=== What is needed ===
The entries that follow should be duplicated in full, without a single alteration.

=== Task material ===
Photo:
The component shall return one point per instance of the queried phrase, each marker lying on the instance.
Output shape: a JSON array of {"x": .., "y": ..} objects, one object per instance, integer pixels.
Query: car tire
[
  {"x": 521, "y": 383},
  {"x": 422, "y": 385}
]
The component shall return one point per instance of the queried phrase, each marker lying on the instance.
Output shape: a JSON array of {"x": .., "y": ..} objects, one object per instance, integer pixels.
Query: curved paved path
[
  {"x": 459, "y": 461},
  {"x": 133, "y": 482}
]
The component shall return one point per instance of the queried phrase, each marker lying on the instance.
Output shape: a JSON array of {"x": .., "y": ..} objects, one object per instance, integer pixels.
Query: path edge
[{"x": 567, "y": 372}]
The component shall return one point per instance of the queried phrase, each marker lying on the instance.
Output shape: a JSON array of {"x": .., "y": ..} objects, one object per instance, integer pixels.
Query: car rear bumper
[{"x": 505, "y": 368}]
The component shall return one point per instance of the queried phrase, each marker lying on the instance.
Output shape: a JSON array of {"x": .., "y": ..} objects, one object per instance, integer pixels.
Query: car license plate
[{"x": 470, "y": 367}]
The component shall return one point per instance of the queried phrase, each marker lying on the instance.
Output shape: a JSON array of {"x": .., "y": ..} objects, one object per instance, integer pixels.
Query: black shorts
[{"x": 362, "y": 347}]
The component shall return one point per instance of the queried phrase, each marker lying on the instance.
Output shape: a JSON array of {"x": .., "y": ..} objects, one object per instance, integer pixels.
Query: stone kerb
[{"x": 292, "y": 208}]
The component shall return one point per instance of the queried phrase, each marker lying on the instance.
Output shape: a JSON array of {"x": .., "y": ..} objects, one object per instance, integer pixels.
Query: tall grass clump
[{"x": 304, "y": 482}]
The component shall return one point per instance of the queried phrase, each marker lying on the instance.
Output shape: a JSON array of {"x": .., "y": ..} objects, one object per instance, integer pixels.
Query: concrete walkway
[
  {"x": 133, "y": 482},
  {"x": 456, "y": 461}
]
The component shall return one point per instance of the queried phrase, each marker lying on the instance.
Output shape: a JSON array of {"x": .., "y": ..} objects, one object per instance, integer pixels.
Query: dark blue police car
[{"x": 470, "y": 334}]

=== Result ===
Photo:
The component shall return one point per instance of the queried phrase, each marker lying on the instance.
Output shape: a JSON array of {"x": .., "y": ..} objects, one object per instance, integer pixels.
Query: car tire
[
  {"x": 521, "y": 383},
  {"x": 422, "y": 385}
]
The component shall return one point per instance of the queried phrase, each marker lying on the instance.
Output shape: a JSON array of {"x": .., "y": ..} objects, one object per instance, integer pixels.
Query: curved paved path
[
  {"x": 459, "y": 461},
  {"x": 133, "y": 482}
]
The component shall return one point per instance of the queried phrase, each marker lying on the instance.
Output shape: a JSON array of {"x": .., "y": ..} objects, one object per instance, integer pixels.
Query: path edge
[{"x": 567, "y": 372}]
The component shall return one point per instance of the queried phrase, each marker lying on the instance.
Output shape: a JSON array of {"x": .., "y": ..} objects, one object per instance, integer pixels.
Query: car rear bumper
[{"x": 505, "y": 368}]
The component shall return one point per instance of the queried phrase, each marker lying on the instance.
Output shape: a JSON array of {"x": .., "y": ..} objects, one object per instance, integer pixels.
Query: car license plate
[{"x": 470, "y": 367}]
The component shall return one point per instance of the queried phrase, each marker lying on the instance.
Output shape: a JSON array of {"x": .., "y": ..} objects, one object per instance, integer pixels.
Query: black shorts
[{"x": 362, "y": 347}]
The component shall return one point per instance of the queried phrase, each marker lying on the instance.
Output shape: a JSON array of {"x": .., "y": ..} objects, one object per instance, integer pixels.
Query: stone kerb
[{"x": 292, "y": 208}]
The component shall return one point per instance of the queried phrase, each marker lying on the instance.
Output shape: a JSON array of {"x": .., "y": ..} objects, one object per instance, integer pixels.
Query: tall grass clump
[{"x": 304, "y": 482}]
The component shall return one point per instance of the queried phrase, each marker lying on the instance.
Output shape: a JSON array of {"x": .., "y": ..} objects, one object per instance, integer pixels.
Query: concrete walkway
[
  {"x": 133, "y": 482},
  {"x": 456, "y": 461}
]
The component shall return one point per instance of the queried phrase, each marker lying on the instance.
Output shape: a JSON array of {"x": .., "y": ..} objects, one object per instance, integer pixels.
Query: dark blue police car
[{"x": 470, "y": 334}]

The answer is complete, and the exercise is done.